*Source text:*
==================================================

The “structural racism” conspiracy theory is everywhere nowadays. Most media consumers take it for granted that white people are to blame for black and brown economic and academic underachievement. But people trained in psychological science, who understand the real causes of behavioural phenomena, know this theory is crap. This essay explains how they know.
Any quality scientist will tell you that the value of a scientific theory is a function of its predictive power.
This has always been the case. Back in the day, when learned people discussed astronomical phenomena, the greatest among those scholars were able to accurately predict solar and lunar eclipses. The theories that correctly predicted eclipse seasons were praised and committed to memory or written down; the theories that incorrectly predicted eclipse seasons, or failed to predict them, were denounced and forgotten.
This ongoing process of refining theories, based on which ones best predicted the outcomes of experiments, evolved into the scientific method. Today, the scientific method involves taking multiple different theories and subjecting them to experiments with various conditions. Then the scientist compares the theories to see which best fits the resulting data.
When the Western World opened its borders to mass immigration from Far East Asia in the 1990s, there were two major theories about how successful it would be.
The structural racism theory predicted that these immigrants would do poorly. This theory held that the low economic and academic achievement of blacks and browns was the result of white prejudice, and, since those whites had no reason to be less prejudiced against Asians, those Asians would also have low economic and academic achievement.
The biological realism theory predicted that these immigrants would do well. It had been known since shortly after World War II that Japanese, Korean and Chinese populations scored as highly as European ones on psychometric measures of intelligence. Because economic and academic achievement is primarily a function of intelligence, biological realists predicted that Asian immigrants would have high economic and academic achievement.
In fact, the majority of Far East Asian immigrants did very well upon immigrating to the West. They all faced some degree of prejudice from the native populations, but few of them were impacted heavily enough by this to remain poor; Asian Americans have the highest net wealth and highest average income of any American racial group.
This outcome repudiated the structural racism theory, and supported the biological realism theory. But this is not the only case where the latter showed itself to have more predictive power than the former.

==================================================

Records from a data collection
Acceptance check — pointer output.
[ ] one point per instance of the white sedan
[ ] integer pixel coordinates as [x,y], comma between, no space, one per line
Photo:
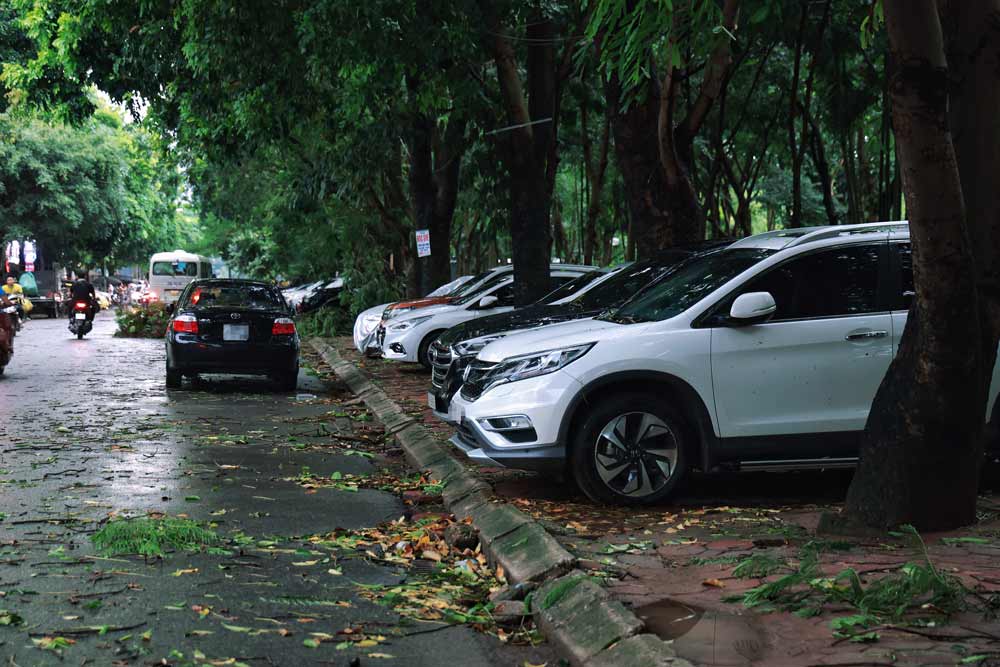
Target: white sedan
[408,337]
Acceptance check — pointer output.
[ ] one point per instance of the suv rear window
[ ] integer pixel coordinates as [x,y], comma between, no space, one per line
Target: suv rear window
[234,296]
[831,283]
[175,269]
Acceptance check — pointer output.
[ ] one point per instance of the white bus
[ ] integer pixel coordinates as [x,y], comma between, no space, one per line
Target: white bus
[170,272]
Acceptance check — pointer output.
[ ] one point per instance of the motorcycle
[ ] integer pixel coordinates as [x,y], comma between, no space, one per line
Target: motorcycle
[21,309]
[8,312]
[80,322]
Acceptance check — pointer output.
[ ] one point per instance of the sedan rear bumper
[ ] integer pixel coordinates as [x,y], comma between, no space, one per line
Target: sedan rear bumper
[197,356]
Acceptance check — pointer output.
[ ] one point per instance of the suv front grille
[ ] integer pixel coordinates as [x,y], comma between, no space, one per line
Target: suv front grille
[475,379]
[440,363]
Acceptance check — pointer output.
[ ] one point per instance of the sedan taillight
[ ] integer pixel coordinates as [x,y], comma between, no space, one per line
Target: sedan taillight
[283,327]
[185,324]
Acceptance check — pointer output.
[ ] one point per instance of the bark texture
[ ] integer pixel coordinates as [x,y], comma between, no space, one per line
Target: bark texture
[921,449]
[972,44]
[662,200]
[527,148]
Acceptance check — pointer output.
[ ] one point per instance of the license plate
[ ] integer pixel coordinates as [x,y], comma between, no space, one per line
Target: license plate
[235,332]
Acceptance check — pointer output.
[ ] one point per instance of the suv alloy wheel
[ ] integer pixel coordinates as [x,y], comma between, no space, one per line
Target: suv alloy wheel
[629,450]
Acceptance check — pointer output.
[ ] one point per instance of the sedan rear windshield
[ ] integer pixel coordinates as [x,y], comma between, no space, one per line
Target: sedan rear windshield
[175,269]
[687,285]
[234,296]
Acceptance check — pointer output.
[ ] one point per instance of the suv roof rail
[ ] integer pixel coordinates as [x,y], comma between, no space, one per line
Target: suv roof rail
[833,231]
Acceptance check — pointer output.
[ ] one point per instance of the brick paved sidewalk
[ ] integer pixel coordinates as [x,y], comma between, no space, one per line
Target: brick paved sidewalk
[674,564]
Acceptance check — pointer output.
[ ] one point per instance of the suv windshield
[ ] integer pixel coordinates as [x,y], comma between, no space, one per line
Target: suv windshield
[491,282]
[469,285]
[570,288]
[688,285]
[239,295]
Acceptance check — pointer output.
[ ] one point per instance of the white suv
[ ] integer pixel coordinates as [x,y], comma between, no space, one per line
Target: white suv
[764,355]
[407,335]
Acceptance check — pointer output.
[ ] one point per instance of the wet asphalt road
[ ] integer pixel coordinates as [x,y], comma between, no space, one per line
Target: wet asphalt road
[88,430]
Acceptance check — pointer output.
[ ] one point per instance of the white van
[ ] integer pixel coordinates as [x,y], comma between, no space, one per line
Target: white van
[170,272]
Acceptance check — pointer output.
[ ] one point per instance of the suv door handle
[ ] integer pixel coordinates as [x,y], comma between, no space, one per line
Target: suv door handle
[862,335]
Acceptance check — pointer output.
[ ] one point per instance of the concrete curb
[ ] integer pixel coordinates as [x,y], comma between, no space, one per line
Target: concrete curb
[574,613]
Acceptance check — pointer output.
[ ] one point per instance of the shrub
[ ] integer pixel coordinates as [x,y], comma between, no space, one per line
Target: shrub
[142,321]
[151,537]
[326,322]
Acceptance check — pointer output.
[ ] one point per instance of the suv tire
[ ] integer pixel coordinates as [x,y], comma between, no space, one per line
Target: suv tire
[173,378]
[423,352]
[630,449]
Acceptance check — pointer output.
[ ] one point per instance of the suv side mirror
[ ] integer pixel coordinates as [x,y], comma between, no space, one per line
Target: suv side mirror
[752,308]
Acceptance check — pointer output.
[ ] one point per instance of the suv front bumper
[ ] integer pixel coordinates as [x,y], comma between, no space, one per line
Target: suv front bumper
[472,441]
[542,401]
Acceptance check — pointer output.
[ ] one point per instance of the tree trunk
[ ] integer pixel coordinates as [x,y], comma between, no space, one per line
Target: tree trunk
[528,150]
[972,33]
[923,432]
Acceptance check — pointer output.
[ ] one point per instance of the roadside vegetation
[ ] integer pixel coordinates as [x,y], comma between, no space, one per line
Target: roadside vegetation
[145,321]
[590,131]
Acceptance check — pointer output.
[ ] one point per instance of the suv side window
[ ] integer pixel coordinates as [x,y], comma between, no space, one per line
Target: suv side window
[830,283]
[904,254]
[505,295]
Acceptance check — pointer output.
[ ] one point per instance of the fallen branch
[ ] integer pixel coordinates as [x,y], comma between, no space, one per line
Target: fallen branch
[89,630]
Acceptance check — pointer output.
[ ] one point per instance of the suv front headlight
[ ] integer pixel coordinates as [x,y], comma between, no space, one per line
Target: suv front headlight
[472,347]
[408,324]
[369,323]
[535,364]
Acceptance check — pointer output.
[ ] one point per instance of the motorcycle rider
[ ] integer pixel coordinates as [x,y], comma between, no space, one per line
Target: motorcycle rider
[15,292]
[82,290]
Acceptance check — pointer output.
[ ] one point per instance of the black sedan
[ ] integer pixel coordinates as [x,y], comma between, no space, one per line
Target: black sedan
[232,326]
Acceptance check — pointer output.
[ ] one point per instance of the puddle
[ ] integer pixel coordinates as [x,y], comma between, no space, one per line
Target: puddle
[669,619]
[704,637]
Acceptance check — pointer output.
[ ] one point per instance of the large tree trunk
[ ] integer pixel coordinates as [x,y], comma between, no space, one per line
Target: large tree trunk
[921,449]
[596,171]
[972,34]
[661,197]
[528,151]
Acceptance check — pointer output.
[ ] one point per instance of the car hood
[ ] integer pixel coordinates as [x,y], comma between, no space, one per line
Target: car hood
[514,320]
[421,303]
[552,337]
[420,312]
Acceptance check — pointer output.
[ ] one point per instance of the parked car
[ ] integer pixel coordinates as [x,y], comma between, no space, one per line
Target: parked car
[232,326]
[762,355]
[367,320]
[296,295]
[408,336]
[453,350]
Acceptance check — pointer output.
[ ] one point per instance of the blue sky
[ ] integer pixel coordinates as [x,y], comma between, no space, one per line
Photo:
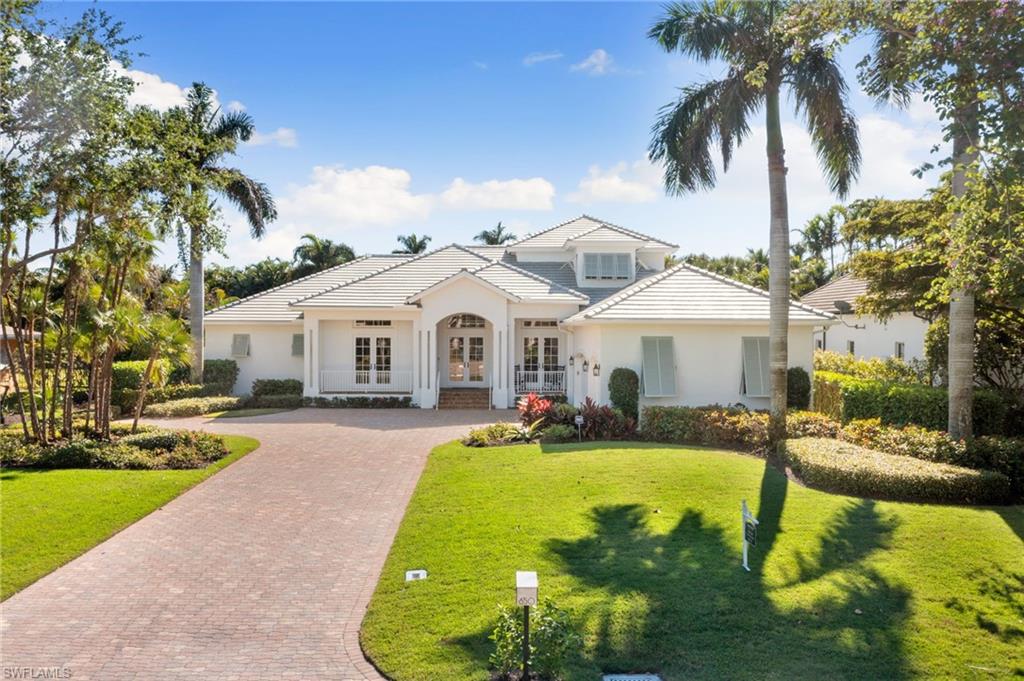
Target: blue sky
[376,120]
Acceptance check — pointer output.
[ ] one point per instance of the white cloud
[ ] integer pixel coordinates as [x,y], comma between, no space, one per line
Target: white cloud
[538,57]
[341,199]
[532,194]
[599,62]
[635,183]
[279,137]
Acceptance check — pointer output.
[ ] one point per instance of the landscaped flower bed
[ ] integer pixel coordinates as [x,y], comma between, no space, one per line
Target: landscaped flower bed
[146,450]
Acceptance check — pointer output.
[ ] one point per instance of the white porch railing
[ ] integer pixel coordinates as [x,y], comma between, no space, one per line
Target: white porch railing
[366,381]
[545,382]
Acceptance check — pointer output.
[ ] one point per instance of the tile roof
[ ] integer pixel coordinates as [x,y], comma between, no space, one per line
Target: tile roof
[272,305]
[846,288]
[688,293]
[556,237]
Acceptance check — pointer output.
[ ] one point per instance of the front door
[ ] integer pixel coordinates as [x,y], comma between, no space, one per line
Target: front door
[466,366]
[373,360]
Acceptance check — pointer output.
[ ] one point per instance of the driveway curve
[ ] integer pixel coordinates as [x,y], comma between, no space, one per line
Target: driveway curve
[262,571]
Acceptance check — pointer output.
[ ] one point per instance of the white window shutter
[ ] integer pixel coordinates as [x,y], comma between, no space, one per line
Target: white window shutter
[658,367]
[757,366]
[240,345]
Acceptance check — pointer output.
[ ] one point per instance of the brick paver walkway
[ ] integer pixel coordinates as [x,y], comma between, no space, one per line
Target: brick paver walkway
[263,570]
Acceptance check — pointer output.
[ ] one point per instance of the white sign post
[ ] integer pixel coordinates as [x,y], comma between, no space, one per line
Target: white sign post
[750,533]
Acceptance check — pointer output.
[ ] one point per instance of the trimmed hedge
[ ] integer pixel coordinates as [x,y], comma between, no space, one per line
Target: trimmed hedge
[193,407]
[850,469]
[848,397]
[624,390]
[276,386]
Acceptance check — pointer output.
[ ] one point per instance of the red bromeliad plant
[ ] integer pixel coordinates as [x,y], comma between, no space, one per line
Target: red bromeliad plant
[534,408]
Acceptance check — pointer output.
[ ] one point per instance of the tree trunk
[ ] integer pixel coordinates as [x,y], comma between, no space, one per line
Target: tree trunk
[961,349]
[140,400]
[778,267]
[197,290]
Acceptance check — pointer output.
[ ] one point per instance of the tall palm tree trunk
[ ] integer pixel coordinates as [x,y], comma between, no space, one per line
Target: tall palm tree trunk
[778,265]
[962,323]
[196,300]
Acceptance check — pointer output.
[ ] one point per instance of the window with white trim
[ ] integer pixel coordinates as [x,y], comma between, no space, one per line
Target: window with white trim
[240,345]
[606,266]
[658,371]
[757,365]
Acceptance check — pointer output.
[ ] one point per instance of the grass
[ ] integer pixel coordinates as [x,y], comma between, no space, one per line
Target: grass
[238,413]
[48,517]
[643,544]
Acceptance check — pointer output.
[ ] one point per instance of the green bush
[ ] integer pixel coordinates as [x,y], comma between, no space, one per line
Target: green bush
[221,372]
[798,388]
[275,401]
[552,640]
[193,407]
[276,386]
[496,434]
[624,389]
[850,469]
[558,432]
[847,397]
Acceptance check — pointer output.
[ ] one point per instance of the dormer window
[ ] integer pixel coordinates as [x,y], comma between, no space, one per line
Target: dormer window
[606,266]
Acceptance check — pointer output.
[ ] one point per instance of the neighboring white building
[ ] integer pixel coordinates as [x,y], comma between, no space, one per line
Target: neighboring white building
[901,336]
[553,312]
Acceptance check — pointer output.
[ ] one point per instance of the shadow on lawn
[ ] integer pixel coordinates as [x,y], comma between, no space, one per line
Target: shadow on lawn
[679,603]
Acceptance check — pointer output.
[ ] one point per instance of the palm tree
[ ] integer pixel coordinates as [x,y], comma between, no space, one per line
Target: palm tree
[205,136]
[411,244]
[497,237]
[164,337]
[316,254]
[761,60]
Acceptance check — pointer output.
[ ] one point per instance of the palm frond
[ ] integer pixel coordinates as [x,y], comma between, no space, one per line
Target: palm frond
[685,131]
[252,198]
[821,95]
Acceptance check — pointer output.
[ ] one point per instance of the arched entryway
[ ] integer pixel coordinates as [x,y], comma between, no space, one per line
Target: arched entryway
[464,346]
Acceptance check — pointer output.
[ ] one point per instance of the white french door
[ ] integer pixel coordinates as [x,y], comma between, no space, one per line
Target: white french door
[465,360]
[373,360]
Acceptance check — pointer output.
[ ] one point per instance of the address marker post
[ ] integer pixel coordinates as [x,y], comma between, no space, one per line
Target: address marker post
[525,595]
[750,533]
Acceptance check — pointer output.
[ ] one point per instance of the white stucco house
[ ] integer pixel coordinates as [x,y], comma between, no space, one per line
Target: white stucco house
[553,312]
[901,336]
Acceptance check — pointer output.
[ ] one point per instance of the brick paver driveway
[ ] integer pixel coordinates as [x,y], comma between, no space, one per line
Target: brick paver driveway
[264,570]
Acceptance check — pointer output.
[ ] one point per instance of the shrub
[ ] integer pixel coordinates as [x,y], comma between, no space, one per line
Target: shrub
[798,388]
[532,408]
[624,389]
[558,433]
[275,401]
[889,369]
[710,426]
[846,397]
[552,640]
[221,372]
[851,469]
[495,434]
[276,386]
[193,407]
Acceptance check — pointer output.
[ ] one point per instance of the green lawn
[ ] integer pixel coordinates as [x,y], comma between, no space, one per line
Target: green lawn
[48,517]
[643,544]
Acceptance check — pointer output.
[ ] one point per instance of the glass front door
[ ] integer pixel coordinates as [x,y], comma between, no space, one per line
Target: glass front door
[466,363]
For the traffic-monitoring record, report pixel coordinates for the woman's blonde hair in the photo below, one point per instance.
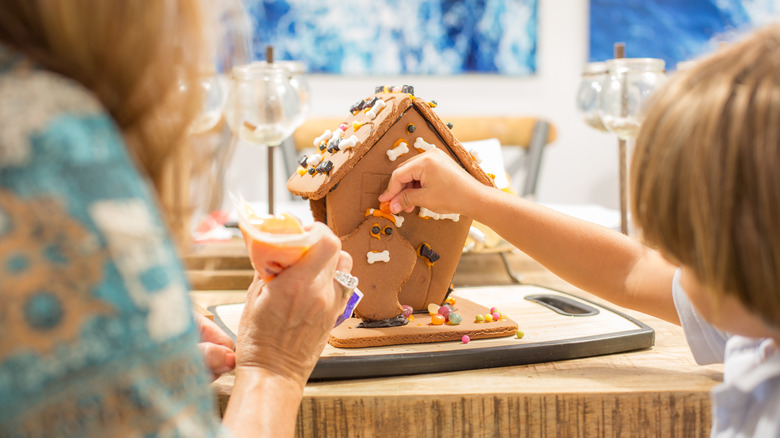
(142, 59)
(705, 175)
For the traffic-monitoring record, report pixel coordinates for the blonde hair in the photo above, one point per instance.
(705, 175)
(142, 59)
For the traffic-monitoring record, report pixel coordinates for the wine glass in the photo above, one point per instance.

==================================================

*Instructions to follow:*
Copy the essay from "In fact, the" up to and including "than the former.", switching "prejudice" to "bias".

*Result for this exercise:*
In fact, the majority of Far East Asian immigrants did very well upon immigrating to the West. They all faced some degree of bias from the native populations, but few of them were impacted heavily enough by this to remain poor; Asian Americans have the highest net wealth and highest average income of any American racial group.
This outcome repudiated the structural racism theory, and supported the biological realism theory. But this is not the only case where the latter showed itself to have more predictive power than the former.